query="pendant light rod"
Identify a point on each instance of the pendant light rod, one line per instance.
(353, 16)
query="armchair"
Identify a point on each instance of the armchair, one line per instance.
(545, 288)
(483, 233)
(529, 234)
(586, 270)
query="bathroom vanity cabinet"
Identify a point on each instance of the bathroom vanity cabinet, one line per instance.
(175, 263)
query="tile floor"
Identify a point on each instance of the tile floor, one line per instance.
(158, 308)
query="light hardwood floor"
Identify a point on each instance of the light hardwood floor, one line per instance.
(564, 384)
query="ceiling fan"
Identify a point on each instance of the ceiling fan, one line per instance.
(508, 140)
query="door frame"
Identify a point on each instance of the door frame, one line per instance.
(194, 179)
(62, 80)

☆ ☆ ☆

*What is needed*. Every line above in which the word "query" occurs is to be copied.

*Exercise result*.
query="pendant light rod"
query="armchair"
query="bathroom vanity cabinet"
query="tile floor"
query="light hardwood floor"
query="ceiling fan"
query="door frame"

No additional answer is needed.